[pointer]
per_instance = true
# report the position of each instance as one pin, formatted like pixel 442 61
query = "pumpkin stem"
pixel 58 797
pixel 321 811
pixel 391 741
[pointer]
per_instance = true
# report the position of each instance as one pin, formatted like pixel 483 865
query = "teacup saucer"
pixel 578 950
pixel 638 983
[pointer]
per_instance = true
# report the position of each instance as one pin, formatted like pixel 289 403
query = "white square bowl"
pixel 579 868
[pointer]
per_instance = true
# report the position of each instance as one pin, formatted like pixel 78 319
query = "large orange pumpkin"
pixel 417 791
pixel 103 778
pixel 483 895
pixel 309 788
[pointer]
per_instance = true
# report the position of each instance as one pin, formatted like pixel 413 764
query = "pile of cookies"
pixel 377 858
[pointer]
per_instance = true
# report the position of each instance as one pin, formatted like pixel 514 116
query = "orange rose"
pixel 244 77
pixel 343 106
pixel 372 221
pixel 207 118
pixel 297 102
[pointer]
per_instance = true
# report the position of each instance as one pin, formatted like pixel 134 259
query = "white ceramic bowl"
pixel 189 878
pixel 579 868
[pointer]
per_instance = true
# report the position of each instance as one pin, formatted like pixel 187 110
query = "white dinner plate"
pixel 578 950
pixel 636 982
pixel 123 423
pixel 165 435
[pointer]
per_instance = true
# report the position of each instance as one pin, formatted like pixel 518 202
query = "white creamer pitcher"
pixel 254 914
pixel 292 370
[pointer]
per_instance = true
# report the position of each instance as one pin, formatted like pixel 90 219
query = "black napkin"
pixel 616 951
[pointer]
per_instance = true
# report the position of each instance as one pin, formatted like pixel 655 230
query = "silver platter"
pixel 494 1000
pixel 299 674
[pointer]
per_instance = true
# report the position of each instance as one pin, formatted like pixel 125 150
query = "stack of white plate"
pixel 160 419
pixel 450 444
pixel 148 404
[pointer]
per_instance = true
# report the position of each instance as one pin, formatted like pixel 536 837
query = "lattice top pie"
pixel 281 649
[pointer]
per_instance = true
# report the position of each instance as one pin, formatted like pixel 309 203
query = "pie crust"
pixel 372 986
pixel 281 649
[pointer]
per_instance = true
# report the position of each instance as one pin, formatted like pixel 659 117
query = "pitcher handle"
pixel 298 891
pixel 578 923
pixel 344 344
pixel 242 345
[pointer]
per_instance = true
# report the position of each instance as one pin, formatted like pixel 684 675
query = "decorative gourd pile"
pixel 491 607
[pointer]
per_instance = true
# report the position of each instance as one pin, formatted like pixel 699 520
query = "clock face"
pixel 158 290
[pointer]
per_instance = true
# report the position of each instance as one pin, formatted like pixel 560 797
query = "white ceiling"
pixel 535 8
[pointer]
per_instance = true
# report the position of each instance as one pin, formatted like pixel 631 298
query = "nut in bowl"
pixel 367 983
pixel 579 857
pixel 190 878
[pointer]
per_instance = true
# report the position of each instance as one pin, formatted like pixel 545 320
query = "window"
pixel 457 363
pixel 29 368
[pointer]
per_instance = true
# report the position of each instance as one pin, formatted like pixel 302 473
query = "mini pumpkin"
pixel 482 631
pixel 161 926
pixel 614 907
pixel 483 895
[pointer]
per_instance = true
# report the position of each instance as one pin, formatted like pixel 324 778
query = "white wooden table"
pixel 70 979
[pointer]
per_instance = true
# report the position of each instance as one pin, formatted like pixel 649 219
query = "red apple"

* * * * *

■ Exercise brief
Take the data above and return it exactly.

■ Written solution
[pointer]
per_instance = true
# report the position of each instance as one pin, formatted like pixel 442 61
query = "pumpkin stem"
pixel 58 797
pixel 321 811
pixel 391 741
[pointer]
per_instance = true
# report the position of each instance as one pin, formatted like pixel 483 865
query = "teacup saucer"
pixel 578 950
pixel 638 983
[pointer]
per_instance = true
# report the position of each instance as one pin, formatted like pixel 289 403
query = "white square bowl"
pixel 579 868
[pointer]
per_instance = true
# report the position of each instance as one pin, formatted like pixel 78 319
query = "large orange pumpkin"
pixel 417 791
pixel 103 778
pixel 483 895
pixel 309 788
[pointer]
per_instance = true
# report the position of each instance as one pin, formatted like pixel 413 764
query = "pile of cookies"
pixel 377 858
[pointer]
per_instance = true
# report the position of each instance as one pin, formatted like pixel 514 116
query = "orange rose"
pixel 244 77
pixel 343 106
pixel 372 221
pixel 207 118
pixel 297 102
[pointer]
per_instance = true
# report the position of each instance as one pin, formatted like pixel 134 259
query = "white ceramic bowl"
pixel 189 878
pixel 579 868
[pointer]
per_instance = true
# report the position of each instance as one pin, formatted like pixel 187 110
query = "white dinner plate"
pixel 578 950
pixel 636 982
pixel 123 423
pixel 165 435
[pointer]
per_instance = true
# report the position of each instance as one pin, formatted like pixel 518 202
query = "white creamer pitcher"
pixel 254 914
pixel 292 370
[pointer]
per_instance = true
# report the position of each instance as one pin, formatted like pixel 90 219
query = "black napkin"
pixel 616 951
[pointer]
per_instance = true
# report the position of each instance as one pin, formatted like pixel 655 230
query = "silver platter"
pixel 494 1000
pixel 299 674
[pointer]
per_instance = true
# report the position of each instance as one pin, formatted like pixel 125 150
query = "stack of white plate"
pixel 160 419
pixel 450 444
pixel 148 404
[pointer]
per_instance = true
# report the position of each instance as one pin, formatted like pixel 536 837
query = "lattice top pie"
pixel 281 649
[pointer]
per_instance = true
# report the position of each instance as one pin, formatted like pixel 309 203
query = "pie crust"
pixel 372 986
pixel 281 649
[pointer]
per_instance = true
# report the position of each instance as one pin, formatted like pixel 659 117
query = "pitcher handle"
pixel 298 891
pixel 578 923
pixel 344 344
pixel 242 345
[pointer]
per_instance = true
# report the position of each instance as one pin, formatted like pixel 684 675
query = "decorative gourd pile"
pixel 491 607
[pointer]
per_instance = true
# report the position of each instance as one pin, formatted like pixel 699 520
query = "clock face"
pixel 158 290
[pointer]
per_instance = true
# report the position of each instance as one pin, formatted like pixel 560 797
query = "white ceiling"
pixel 535 8
[pointer]
per_instance = true
# report the position of each instance as one pin, formatted like pixel 631 298
query = "nut in bowl"
pixel 367 983
pixel 579 857
pixel 190 878
[pointer]
per_instance = true
# report the position of each instance as one pin, formatted like pixel 545 320
query = "window"
pixel 457 363
pixel 29 368
[pointer]
per_instance = true
# report the position of each instance as one pin, formatted like pixel 302 473
query = "mini pumpkin"
pixel 482 631
pixel 161 926
pixel 614 907
pixel 483 895
[pointer]
per_instance = true
# report the position of each instance as one pin, formatted like pixel 324 778
query = "white wooden table"
pixel 70 979
[pointer]
per_instance = true
# report the position of each instance as one pin, formatted like pixel 649 219
query = "red apple"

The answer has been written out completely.